→ TASK STATEMENT
Return, word for word, every entry in the listing below, but not its images.

───── STUDY MATERIAL ─────

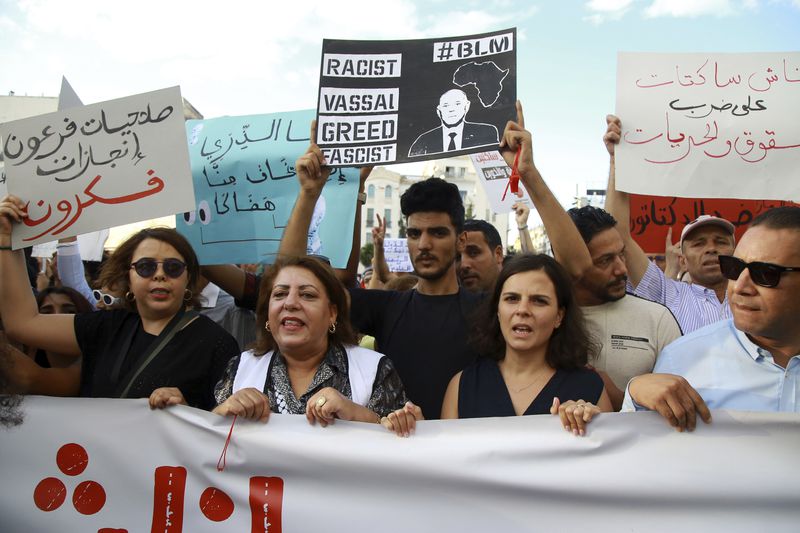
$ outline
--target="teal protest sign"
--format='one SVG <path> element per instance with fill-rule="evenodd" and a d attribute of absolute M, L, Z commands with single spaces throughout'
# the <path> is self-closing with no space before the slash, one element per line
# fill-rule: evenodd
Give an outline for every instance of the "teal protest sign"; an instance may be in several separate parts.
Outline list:
<path fill-rule="evenodd" d="M 272 263 L 299 184 L 314 110 L 186 123 L 197 208 L 176 216 L 204 265 Z M 308 253 L 344 267 L 350 254 L 358 169 L 337 168 L 317 202 Z"/>

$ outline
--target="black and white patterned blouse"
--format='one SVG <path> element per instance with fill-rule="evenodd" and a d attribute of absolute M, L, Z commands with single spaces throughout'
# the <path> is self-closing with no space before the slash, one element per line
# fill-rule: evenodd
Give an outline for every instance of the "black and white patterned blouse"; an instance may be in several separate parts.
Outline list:
<path fill-rule="evenodd" d="M 233 357 L 225 369 L 222 379 L 214 389 L 217 405 L 223 403 L 233 394 L 233 382 L 239 368 L 241 356 Z M 269 375 L 264 385 L 264 394 L 269 398 L 270 409 L 273 413 L 305 414 L 306 403 L 317 391 L 325 387 L 333 387 L 343 396 L 352 400 L 350 379 L 348 377 L 347 352 L 342 346 L 331 345 L 325 358 L 317 367 L 317 372 L 308 386 L 308 390 L 299 398 L 295 398 L 289 381 L 289 371 L 286 359 L 276 349 L 269 366 Z M 397 375 L 397 370 L 391 359 L 384 356 L 378 362 L 378 371 L 372 387 L 372 395 L 365 406 L 367 409 L 387 416 L 396 409 L 400 409 L 408 401 L 403 382 Z"/>

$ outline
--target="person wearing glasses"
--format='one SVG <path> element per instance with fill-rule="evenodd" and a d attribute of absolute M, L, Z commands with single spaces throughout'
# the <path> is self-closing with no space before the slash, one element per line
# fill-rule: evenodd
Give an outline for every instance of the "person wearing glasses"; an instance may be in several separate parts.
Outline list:
<path fill-rule="evenodd" d="M 199 275 L 188 241 L 170 228 L 139 231 L 114 251 L 100 275 L 101 286 L 124 295 L 124 308 L 46 315 L 25 281 L 21 252 L 11 250 L 12 226 L 26 216 L 18 198 L 0 201 L 0 316 L 6 332 L 81 362 L 43 369 L 15 360 L 20 365 L 13 385 L 19 392 L 150 398 L 151 407 L 185 403 L 212 409 L 214 386 L 239 346 L 213 321 L 187 310 L 194 303 L 189 287 Z"/>
<path fill-rule="evenodd" d="M 630 197 L 628 193 L 617 190 L 615 179 L 614 152 L 620 141 L 622 123 L 614 115 L 608 115 L 606 122 L 608 127 L 603 141 L 611 163 L 605 210 L 615 219 L 627 221 L 630 219 Z M 728 280 L 720 273 L 718 257 L 733 253 L 733 224 L 722 218 L 702 215 L 683 228 L 680 252 L 691 284 L 670 279 L 652 263 L 631 236 L 627 223 L 619 224 L 617 229 L 625 245 L 628 292 L 667 306 L 684 334 L 731 318 L 726 299 Z"/>
<path fill-rule="evenodd" d="M 800 207 L 756 217 L 719 265 L 733 318 L 667 346 L 623 410 L 658 411 L 679 431 L 709 409 L 800 412 Z"/>

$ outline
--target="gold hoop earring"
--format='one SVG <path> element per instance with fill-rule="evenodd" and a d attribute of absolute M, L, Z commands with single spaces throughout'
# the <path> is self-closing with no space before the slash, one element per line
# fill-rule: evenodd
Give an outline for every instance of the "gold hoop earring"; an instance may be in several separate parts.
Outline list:
<path fill-rule="evenodd" d="M 328 333 L 331 335 L 336 333 L 336 322 L 331 322 L 331 327 L 328 328 Z"/>
<path fill-rule="evenodd" d="M 188 296 L 186 293 L 189 293 Z M 194 298 L 194 293 L 190 289 L 183 289 L 183 301 L 184 302 L 191 302 L 192 298 Z"/>
<path fill-rule="evenodd" d="M 134 294 L 131 291 L 128 291 L 125 293 L 125 299 L 128 300 L 129 302 L 133 302 L 134 300 L 136 300 L 136 296 L 134 296 Z"/>
<path fill-rule="evenodd" d="M 269 320 L 267 320 L 267 323 L 264 324 L 264 329 L 269 331 Z M 270 331 L 270 333 L 272 333 L 272 332 Z"/>

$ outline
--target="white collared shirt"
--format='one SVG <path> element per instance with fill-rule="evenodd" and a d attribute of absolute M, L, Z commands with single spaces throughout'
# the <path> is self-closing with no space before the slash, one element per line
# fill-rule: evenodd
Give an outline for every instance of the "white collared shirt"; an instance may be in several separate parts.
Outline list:
<path fill-rule="evenodd" d="M 452 128 L 442 124 L 442 151 L 447 152 L 447 147 L 450 146 L 450 134 L 455 133 L 456 136 L 453 141 L 456 145 L 456 150 L 461 150 L 461 142 L 464 139 L 464 121 L 458 123 L 457 126 Z"/>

─────

→ TASK SOLUTION
$ outline
--target="teal protest sign"
--format='one SVG <path> element per instance with fill-rule="evenodd" and a d attribute of absolute M, L, Z commands with single spaces throughout'
# the <path> is self-closing with no space before the slash, one element per line
# fill-rule: evenodd
Give an outline for every instance of the "teal protest sign"; an instance may be in several separate parts.
Outline list:
<path fill-rule="evenodd" d="M 272 263 L 299 184 L 314 110 L 186 123 L 197 208 L 176 216 L 204 265 Z M 308 253 L 344 267 L 350 254 L 358 169 L 337 168 L 317 202 Z"/>

$ outline
--target="black and white patterned blouse"
--format='one SVG <path> element per instance with fill-rule="evenodd" and a d attribute of absolute M, L, Z commands with single spaces throughout'
# the <path> is self-closing with no space before the slash, one element per line
# fill-rule: evenodd
Give an outline for every instance of the "black and white patterned blouse"; an instance may be in several separate parts.
Outline list:
<path fill-rule="evenodd" d="M 233 357 L 225 369 L 222 379 L 214 389 L 217 405 L 223 403 L 233 394 L 233 382 L 239 368 L 241 356 Z M 269 375 L 264 385 L 264 394 L 269 398 L 270 409 L 273 413 L 305 414 L 306 403 L 317 391 L 325 387 L 333 387 L 343 396 L 352 400 L 350 379 L 348 377 L 347 352 L 342 346 L 331 345 L 325 358 L 317 367 L 317 372 L 308 386 L 308 390 L 299 398 L 295 398 L 289 381 L 289 371 L 286 359 L 276 349 L 269 366 Z M 397 375 L 397 370 L 391 359 L 384 356 L 378 362 L 378 371 L 372 387 L 372 395 L 365 406 L 367 409 L 387 416 L 396 409 L 400 409 L 408 401 L 403 382 Z"/>

$ outline
--target="person wearing glasses"
--format='one SVG <path> element per instance with fill-rule="evenodd" and a d attribute of absolute M, L, Z commands with single spaces throughout'
# the <path> is self-closing with no space before the slash, one element per line
# fill-rule: evenodd
Give an outline for every instance of the "person wearing glasses"; an instance may be in several separate parts.
Outline list:
<path fill-rule="evenodd" d="M 199 275 L 188 241 L 170 228 L 139 231 L 114 251 L 100 275 L 101 286 L 124 295 L 124 308 L 46 315 L 25 281 L 21 252 L 11 250 L 12 226 L 26 216 L 18 198 L 0 201 L 0 316 L 6 332 L 81 362 L 43 369 L 15 360 L 20 365 L 13 385 L 19 392 L 150 398 L 151 407 L 185 403 L 212 409 L 214 386 L 239 346 L 213 321 L 187 310 L 194 303 L 189 287 Z"/>
<path fill-rule="evenodd" d="M 630 197 L 628 193 L 617 190 L 615 179 L 614 152 L 620 141 L 622 123 L 614 115 L 608 115 L 606 122 L 608 127 L 603 141 L 611 163 L 605 210 L 615 219 L 627 221 L 630 219 Z M 728 280 L 720 273 L 718 257 L 733 253 L 733 224 L 722 218 L 702 215 L 683 228 L 680 252 L 691 284 L 670 279 L 652 263 L 631 236 L 627 223 L 619 224 L 617 229 L 625 245 L 628 292 L 667 306 L 684 334 L 731 318 L 726 299 Z"/>
<path fill-rule="evenodd" d="M 800 207 L 756 217 L 719 265 L 733 318 L 667 346 L 623 410 L 658 411 L 679 431 L 709 409 L 800 412 Z"/>

$ outline
--target="gold hoop earring"
--format='one SVG <path> element per instance with fill-rule="evenodd" and a d attribute of absolute M, L, Z commands with single spaces throughout'
# the <path> is self-closing with no space before the slash, one element per line
# fill-rule: evenodd
Give an outline for every instance of the "gold hoop earring"; an instance may be in several separate parts.
Outline list:
<path fill-rule="evenodd" d="M 328 333 L 331 335 L 336 333 L 336 322 L 331 322 L 331 327 L 328 328 Z"/>
<path fill-rule="evenodd" d="M 188 296 L 186 293 L 189 293 Z M 194 298 L 194 293 L 190 289 L 183 289 L 183 301 L 184 302 L 191 302 L 192 298 Z"/>
<path fill-rule="evenodd" d="M 134 294 L 131 291 L 128 291 L 125 293 L 125 299 L 128 300 L 129 302 L 133 302 L 134 300 L 136 300 L 136 296 L 134 296 Z"/>
<path fill-rule="evenodd" d="M 269 320 L 267 320 L 267 323 L 264 324 L 264 329 L 269 331 Z M 270 331 L 270 333 L 272 333 L 272 332 Z"/>

$ outline
--target="white collared shirt"
--format='one SVG <path> element per instance with fill-rule="evenodd" and a d attribute of absolute M, L, Z commands with single spaces throughout'
# the <path> is self-closing with no space before the slash, one element per line
# fill-rule: evenodd
Give an outline for every instance of the "white collared shirt"; an instance may be in several separate parts.
Outline list:
<path fill-rule="evenodd" d="M 452 128 L 442 124 L 442 151 L 447 152 L 447 147 L 450 146 L 450 134 L 455 133 L 456 136 L 453 141 L 456 145 L 456 150 L 461 150 L 461 142 L 464 139 L 464 121 L 458 123 L 457 126 Z"/>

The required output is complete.